**TEXTO SELECIONADO:**
----------

O papa falou recentemente que os pecados são o lugar privilegiado para encontrar Cristo. Qual o significado disso para os que sofreram abusos?

Um excelente exemplo foi o encontro do papa com algumas vítimas. Dois cidadãos alemães, depois de conversar com o papa, me disseram que para eles foi de grande ajuda a presença empática de Francisco, ter os ouvido e as palavras que falou, os tocaram profundamente. Uma dessas pessoas me falou que um grande distúrbio físico que tinha há anos desapareceu depois da conversa com o papa. Isso somente é possível quando a pessoa – que vive com feridas terríveis na alma devido ao abuso – busca a cura. Mas chega também o momento em que uma pessoa compartilha dores, solidão, raiva, desolação e permanece com aquela pessoa na escuridão. Assim foi entendido o encontro das vítimas com o papa. Foi um momento de graça aquele em que a cruz de Jesus entrou nas profundezas da ferida e começou a difundir a sua força de cura e redenção. Isso não é automático, mas isso que sou testemunha é um sinal profundo de esperança, também para as pessoas que sofrem de vários outros tipos de trauma.

Você acredita que seja necessária uma seleção mais acurada dos candidatos ao sacerdócio?

----------

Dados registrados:

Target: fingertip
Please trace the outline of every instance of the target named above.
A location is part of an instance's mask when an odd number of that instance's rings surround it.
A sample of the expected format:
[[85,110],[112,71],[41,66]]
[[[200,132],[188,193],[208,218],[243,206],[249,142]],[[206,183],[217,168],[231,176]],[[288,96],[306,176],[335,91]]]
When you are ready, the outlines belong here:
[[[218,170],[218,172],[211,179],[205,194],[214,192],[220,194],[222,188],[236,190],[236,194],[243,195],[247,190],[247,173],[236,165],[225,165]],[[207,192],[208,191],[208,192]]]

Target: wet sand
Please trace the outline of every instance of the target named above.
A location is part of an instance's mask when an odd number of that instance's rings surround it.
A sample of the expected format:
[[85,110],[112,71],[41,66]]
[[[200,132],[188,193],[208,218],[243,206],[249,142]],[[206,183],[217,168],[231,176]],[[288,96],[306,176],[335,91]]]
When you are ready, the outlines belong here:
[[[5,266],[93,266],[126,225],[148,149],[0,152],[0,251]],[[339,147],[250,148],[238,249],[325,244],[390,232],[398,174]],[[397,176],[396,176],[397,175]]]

----------

**TAREFAS:**
a – Resuma em duas frases o texto sobre o encontro do papa com vítimas de abuso.
b – Devolva, linha por linha e sem nenhuma alteração, as duas entradas dos dados registrados.
O texto e as entradas têm origens diferentes.

**RESPOSTAS:**
a – Dois cidadãos alemães disseram que a presença empática de Francisco, sua escuta e suas palavras os tocaram profundamente, e um deles contou que um grande distúrbio físico que tinha havia anos desapareceu depois da conversa com o papa. O encontro é apresentado como um momento de graça em que a cruz de Jesus entrou nas profundezas da ferida e começou a difundir sua força de cura e redenção, um sinal de esperança também para quem sofre outros tipos de trauma.

b –
Target: fingertip
Please trace the outline of every instance of the target named above.
A location is part of an instance's mask when an odd number of that instance's rings surround it.
A sample of the expected format:
[[85,110],[112,71],[41,66]]
[[[200,132],[188,193],[208,218],[243,206],[249,142]],[[206,183],[217,168],[231,176]],[[288,96],[306,176],[335,91]]]
When you are ready, the outlines belong here:
[[[218,170],[218,172],[211,179],[205,194],[214,192],[220,194],[222,188],[236,190],[236,194],[243,195],[247,190],[247,173],[236,165],[225,165]],[[207,192],[208,191],[208,192]]]

Target: wet sand
Please trace the outline of every instance of the target named above.
A location is part of an instance's mask when an odd number of that instance's rings surround it.
A sample of the expected format:
[[85,110],[112,71],[41,66]]
[[[200,132],[188,193],[208,218],[243,206],[249,142]],[[206,183],[217,168],[231,176]],[[288,96],[306,176],[335,91]]]
When you are ready, the outlines belong here:
[[[5,266],[93,266],[126,225],[148,149],[0,152],[0,251]],[[339,147],[250,148],[238,249],[325,244],[390,232],[398,174]],[[397,176],[396,176],[397,175]]]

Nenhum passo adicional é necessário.